EXCERPT TO READ.
◆ ◆ ◆

My top reasons why third and fourth year absolutely suck

Reasons why third and fourth years are frustrating, lowkey suck:

This is obviously me venting and I don’t blame the attendings/residents for this at all, they have no say in a lot of this. Also I know we are just medical students, they don’t expect much from us but it’s still frustrating. These are specific to me as a DO student , your experience might be very different. Hopefully residency is better, otherwise I don’t know how I’ll survive it.

  1. Having little to no say in your third year rotation site/schedule. Having to commute 50 mins while others commute 10 minutes. If you’re lucky, they’ll tell you about your site 2 weeks before, it’s usually 1 week prior to starting.
  2. You start at a new site every month. New building, new doctors, new staff, new everything. The first week is literally you trying to adjust and not getting lost.
  3. Your badge doesn’t even give you access to most elevators/buildings.
  4. You have no idea what the schedule is like. You arrive and find out it’s a call day, you end up staying until 6pm. You don’t know if you’re expected to work the weekend until that Friday.
  5. Not being allowed to use desktops in the resident work room since they are reserved for residents. Having to use your own laptop, without a mouse to navigate epic which keeps glitching. So it takes forever to do your notes and even the intern goes home before you.
  6. Your login to EMR doesn’t even let you see charts/write notes (looking at your Meditech) so you are waiting around for the resident to come back from rounds to log you in.
  7. Not being in the loop about your patients since nurses, residents, attendings usually communicate with each other using their phones and chats messages you are not a part of. They literally forget about you and then ask you why you didn’t scrub into the C-section that you didn’t know was happening.
  8. Not being able to use the snacks/food reserved for the residents.
  9. Being asked to present on stuff when you have to study or work on your ERAS application after coming home.

◆ ◆ ◆

REQUIREMENT.
Write out the passage of the post on third and fourth year of medical school between "My top reasons" and "prior to starting.", inclusive.

[Stored data entries]
◆ ◆ ◆

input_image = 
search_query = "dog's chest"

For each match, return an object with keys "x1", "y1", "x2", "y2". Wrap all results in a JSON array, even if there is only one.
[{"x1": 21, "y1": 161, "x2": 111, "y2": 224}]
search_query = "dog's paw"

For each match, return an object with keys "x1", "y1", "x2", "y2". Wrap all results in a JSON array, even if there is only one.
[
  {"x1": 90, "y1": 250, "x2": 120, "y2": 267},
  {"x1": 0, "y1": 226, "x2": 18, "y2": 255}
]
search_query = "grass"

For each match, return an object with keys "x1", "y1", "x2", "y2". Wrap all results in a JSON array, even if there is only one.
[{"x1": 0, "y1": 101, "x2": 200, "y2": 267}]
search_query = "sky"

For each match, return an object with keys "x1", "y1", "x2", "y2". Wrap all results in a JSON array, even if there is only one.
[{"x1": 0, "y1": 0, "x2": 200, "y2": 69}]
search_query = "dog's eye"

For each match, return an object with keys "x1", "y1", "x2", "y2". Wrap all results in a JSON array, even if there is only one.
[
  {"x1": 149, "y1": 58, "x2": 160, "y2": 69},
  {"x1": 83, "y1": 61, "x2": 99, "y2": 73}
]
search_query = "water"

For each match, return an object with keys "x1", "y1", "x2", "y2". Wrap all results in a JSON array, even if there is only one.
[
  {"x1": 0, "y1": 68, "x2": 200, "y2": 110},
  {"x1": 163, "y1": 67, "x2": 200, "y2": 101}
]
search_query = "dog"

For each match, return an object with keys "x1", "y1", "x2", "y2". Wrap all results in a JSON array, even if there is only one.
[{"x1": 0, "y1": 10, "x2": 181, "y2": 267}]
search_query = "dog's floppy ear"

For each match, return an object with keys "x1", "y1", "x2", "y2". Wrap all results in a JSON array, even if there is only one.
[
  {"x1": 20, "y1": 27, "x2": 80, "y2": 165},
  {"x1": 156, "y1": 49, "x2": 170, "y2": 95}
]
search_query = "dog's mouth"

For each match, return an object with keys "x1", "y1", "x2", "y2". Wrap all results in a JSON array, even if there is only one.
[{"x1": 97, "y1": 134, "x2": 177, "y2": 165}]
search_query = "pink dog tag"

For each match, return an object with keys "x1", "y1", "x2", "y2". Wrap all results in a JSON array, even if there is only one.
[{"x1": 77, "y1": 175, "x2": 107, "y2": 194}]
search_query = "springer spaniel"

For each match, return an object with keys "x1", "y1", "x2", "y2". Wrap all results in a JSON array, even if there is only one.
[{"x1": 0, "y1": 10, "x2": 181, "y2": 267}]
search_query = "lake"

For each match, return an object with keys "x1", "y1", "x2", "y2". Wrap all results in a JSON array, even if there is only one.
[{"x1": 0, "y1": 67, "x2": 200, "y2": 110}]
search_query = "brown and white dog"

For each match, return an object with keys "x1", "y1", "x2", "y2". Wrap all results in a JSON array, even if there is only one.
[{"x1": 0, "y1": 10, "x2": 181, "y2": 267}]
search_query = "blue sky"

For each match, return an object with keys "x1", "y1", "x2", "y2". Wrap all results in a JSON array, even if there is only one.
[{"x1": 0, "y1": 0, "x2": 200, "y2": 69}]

◆ ◆ ◆

REPLY.
My top reasons why third and fourth year absolutely suck

Reasons why third and fourth years are frustrating, lowkey suck:

This is obviously me venting and I don’t blame the attendings/residents for this at all, they have no say in a lot of this. Also I know we are just medical students, they don’t expect much from us but it’s still frustrating. These are specific to me as a DO student , your experience might be very different. Hopefully residency is better, otherwise I don’t know how I’ll survive it.

  1. Having little to no say in your third year rotation site/schedule. Having to commute 50 mins while others commute 10 minutes. If you’re lucky, they’ll tell you about your site 2 weeks before, it’s usually 1 week prior to starting.